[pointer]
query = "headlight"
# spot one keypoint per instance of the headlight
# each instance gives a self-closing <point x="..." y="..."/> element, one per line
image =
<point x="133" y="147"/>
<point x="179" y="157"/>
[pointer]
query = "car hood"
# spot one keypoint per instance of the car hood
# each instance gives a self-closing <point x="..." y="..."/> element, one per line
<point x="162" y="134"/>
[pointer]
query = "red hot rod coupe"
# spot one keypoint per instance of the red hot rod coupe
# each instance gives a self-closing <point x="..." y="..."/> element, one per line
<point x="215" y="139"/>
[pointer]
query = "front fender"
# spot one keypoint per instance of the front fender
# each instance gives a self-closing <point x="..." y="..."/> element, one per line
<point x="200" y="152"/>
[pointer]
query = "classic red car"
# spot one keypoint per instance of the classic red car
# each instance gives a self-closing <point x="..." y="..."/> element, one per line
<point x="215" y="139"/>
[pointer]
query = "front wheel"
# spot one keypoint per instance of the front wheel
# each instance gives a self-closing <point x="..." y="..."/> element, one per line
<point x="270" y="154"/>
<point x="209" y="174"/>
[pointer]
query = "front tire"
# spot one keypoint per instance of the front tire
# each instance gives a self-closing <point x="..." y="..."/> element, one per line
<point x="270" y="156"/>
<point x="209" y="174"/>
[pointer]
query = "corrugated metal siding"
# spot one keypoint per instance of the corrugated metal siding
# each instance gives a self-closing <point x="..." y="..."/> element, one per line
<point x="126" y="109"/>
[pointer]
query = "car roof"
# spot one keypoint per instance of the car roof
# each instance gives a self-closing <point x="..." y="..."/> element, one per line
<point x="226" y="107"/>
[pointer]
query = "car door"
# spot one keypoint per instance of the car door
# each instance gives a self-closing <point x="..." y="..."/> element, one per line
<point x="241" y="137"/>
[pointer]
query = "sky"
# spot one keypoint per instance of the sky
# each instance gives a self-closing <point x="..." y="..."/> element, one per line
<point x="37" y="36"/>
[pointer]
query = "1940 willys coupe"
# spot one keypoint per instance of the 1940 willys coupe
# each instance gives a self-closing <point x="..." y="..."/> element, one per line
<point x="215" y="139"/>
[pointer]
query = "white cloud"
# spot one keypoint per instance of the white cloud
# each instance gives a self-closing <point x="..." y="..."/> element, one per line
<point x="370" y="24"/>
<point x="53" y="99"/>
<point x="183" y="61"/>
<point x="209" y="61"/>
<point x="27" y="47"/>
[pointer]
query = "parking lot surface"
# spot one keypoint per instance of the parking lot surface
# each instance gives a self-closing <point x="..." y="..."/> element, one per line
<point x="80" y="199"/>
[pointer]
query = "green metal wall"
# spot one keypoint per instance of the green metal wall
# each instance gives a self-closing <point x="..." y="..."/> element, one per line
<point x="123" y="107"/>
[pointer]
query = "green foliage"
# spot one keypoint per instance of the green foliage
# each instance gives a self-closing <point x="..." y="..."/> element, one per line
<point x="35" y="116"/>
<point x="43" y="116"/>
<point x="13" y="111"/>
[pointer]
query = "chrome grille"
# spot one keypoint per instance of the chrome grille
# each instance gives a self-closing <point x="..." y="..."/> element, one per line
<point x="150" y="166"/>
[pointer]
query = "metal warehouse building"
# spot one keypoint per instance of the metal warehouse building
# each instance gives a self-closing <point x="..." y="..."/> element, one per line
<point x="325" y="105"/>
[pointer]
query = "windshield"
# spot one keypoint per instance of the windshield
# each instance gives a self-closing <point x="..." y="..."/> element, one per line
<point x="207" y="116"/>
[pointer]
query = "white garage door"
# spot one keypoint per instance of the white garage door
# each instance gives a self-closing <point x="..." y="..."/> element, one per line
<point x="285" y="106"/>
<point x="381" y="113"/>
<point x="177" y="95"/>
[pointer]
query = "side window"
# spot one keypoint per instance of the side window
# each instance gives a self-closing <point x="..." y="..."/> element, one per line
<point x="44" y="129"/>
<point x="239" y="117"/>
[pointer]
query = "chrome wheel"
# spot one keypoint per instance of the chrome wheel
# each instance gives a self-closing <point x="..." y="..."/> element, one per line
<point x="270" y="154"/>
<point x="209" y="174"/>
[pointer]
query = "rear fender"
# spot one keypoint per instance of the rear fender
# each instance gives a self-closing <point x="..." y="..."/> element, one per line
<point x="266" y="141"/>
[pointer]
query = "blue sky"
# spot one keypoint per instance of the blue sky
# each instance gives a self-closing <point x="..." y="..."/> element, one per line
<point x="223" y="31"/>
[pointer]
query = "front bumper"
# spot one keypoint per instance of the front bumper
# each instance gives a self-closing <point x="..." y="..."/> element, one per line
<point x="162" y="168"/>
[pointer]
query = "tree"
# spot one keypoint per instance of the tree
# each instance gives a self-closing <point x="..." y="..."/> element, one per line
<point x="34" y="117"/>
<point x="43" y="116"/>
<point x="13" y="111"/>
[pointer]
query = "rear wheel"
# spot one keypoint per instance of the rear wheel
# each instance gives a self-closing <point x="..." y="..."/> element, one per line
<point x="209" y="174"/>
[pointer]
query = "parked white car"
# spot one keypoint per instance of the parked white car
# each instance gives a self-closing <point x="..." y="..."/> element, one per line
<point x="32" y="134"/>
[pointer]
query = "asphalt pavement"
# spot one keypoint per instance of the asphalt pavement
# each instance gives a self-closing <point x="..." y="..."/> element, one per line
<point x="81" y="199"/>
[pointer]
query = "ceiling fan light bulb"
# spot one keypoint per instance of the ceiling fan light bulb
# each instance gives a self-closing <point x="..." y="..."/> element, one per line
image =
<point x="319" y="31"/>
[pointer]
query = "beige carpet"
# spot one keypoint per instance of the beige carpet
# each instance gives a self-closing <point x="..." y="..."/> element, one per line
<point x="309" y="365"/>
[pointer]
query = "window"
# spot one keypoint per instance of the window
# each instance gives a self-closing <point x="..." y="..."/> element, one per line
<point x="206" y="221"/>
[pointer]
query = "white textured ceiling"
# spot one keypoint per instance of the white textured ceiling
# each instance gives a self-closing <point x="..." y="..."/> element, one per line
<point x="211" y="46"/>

__________

What you will do: Output the entries verbatim.

Answer to the exercise:
[pointer]
query = "headlight"
# spot one keypoint per instance of the headlight
# each instance gives a self-closing <point x="..." y="..."/> element, one per line
image =
<point x="133" y="147"/>
<point x="179" y="157"/>
[pointer]
query = "car hood"
# spot one keypoint per instance of the car hood
# each instance gives a self-closing <point x="..." y="..."/> element, one per line
<point x="162" y="134"/>
[pointer]
query = "red hot rod coupe"
# spot one keypoint per instance of the red hot rod coupe
# each instance gives a self-closing <point x="..." y="..."/> element, one per line
<point x="215" y="139"/>
[pointer]
query = "front fender"
# spot one keypoint per instance of the front fender
# each instance gives a self-closing <point x="..." y="..."/> element, one per line
<point x="200" y="152"/>
[pointer]
query = "classic red car"
# spot one keypoint per instance of the classic red car
# each instance gives a self-closing <point x="..." y="..."/> element, one per line
<point x="215" y="139"/>
[pointer]
query = "front wheel"
# spot one keypoint per instance of the front wheel
# each instance gives a self-closing <point x="..." y="..."/> element, one per line
<point x="270" y="154"/>
<point x="209" y="174"/>
[pointer]
query = "front tire"
# spot one keypoint per instance of the front tire
# each instance gives a self-closing <point x="..." y="..."/> element, one per line
<point x="270" y="156"/>
<point x="209" y="174"/>
[pointer]
query = "corrugated metal siding"
# spot one keypoint per instance of the corrugated metal siding
# each instance gives a self-closing <point x="..." y="..."/> element, one per line
<point x="126" y="109"/>
[pointer]
query = "car roof"
# spot one keypoint per instance of the car roof
# each instance gives a self-closing <point x="..." y="..."/> element, one per line
<point x="226" y="107"/>
[pointer]
query = "car door"
# spot one keypoint per instance of the car door
# each instance gives a self-closing <point x="..." y="..."/> element, one per line
<point x="241" y="137"/>
[pointer]
query = "sky"
# spot one keypoint per instance of the sky
# each instance gives a self-closing <point x="..." y="..."/> element, one per line
<point x="37" y="36"/>
[pointer]
query = "1940 willys coupe"
# spot one keypoint per instance of the 1940 willys coupe
# each instance gives a self-closing <point x="..." y="..."/> element, one per line
<point x="215" y="139"/>
[pointer]
query = "white cloud"
# spot one keypoint per instance of the white cloud
# each instance gives a self-closing <point x="..." y="..."/> element, one per line
<point x="370" y="24"/>
<point x="53" y="99"/>
<point x="183" y="61"/>
<point x="209" y="61"/>
<point x="27" y="47"/>
[pointer]
query = "parking lot surface"
# spot one keypoint per instance of the parking lot surface
# each instance gives a self-closing <point x="..." y="..."/> element, one per line
<point x="80" y="199"/>
[pointer]
query = "green metal wall"
# spot one keypoint per instance of the green metal wall
# each instance gives a self-closing <point x="..." y="..."/> element, one per line
<point x="123" y="107"/>
[pointer]
query = "green foliage"
# spot one keypoint per instance of the green foliage
# each instance gives a self-closing <point x="..." y="..."/> element, one per line
<point x="35" y="116"/>
<point x="43" y="116"/>
<point x="13" y="111"/>
[pointer]
query = "chrome grille"
# spot one keypoint per instance of the chrome grille
# each instance gives a self-closing <point x="..." y="..."/> element, one per line
<point x="150" y="166"/>
[pointer]
query = "metal warehouse building"
# spot one keypoint per instance of the metal warehouse building
# each instance gives a self-closing <point x="..." y="..."/> element, one per line
<point x="325" y="105"/>
[pointer]
query = "windshield"
# spot one keypoint per instance of the windshield
# each instance gives a self-closing <point x="..." y="..."/> element, one per line
<point x="207" y="116"/>
[pointer]
query = "white garage door"
# spot one keypoint per instance of the white garage door
# each instance gives a self-closing <point x="..." y="..."/> element, one per line
<point x="285" y="106"/>
<point x="381" y="113"/>
<point x="177" y="95"/>
[pointer]
query = "side window"
# spot one keypoint per instance of the side window
# each instance gives a self-closing <point x="..." y="..."/> element, one per line
<point x="44" y="129"/>
<point x="239" y="117"/>
[pointer]
query = "chrome wheel"
# spot one keypoint per instance of the chrome wheel
# each instance gives a self-closing <point x="..." y="..."/> element, one per line
<point x="270" y="154"/>
<point x="209" y="174"/>
[pointer]
query = "rear fender"
# spot one keypoint per instance of the rear fender
# each instance gives a self-closing <point x="..." y="..."/> element, one per line
<point x="266" y="141"/>
[pointer]
query = "blue sky"
# spot one keypoint per instance of the blue sky
# each instance gives a self-closing <point x="..." y="..."/> element, one per line
<point x="223" y="31"/>
[pointer]
query = "front bumper"
# spot one keypoint per instance of the front bumper
# each instance gives a self-closing <point x="..." y="..."/> element, one per line
<point x="162" y="168"/>
[pointer]
query = "tree"
# spot one keypoint per instance of the tree
# each instance gives a self-closing <point x="..." y="..."/> element, one per line
<point x="34" y="117"/>
<point x="43" y="116"/>
<point x="13" y="111"/>
[pointer]
query = "rear wheel"
# spot one keypoint per instance of the rear wheel
# each instance gives a self-closing <point x="..." y="..."/> element, one per line
<point x="209" y="174"/>
[pointer]
query = "parked white car"
# spot one keypoint per instance of the parked white car
# each instance gives a self-closing <point x="..." y="..."/> element, one per line
<point x="32" y="134"/>
[pointer]
query = "asphalt pavement"
# spot one keypoint per instance of the asphalt pavement
# each instance gives a self-closing <point x="..." y="..."/> element, one per line
<point x="81" y="199"/>
[pointer]
query = "ceiling fan light bulb"
# spot one keypoint per instance of the ceiling fan light bulb
# each instance gives a self-closing <point x="..." y="..."/> element, one per line
image =
<point x="319" y="31"/>
[pointer]
query = "beige carpet"
# spot one keypoint per instance of the beige carpet
# each instance gives a self-closing <point x="..." y="..."/> element, one per line
<point x="309" y="365"/>
[pointer]
query = "window"
# spot one keypoint per instance of the window
# each instance gives a self-closing <point x="..." y="..."/> element, one per line
<point x="206" y="221"/>
[pointer]
query = "white textured ceiling"
# spot one keypoint per instance of the white textured ceiling
# each instance gives a self-closing <point x="..." y="..."/> element, one per line
<point x="211" y="46"/>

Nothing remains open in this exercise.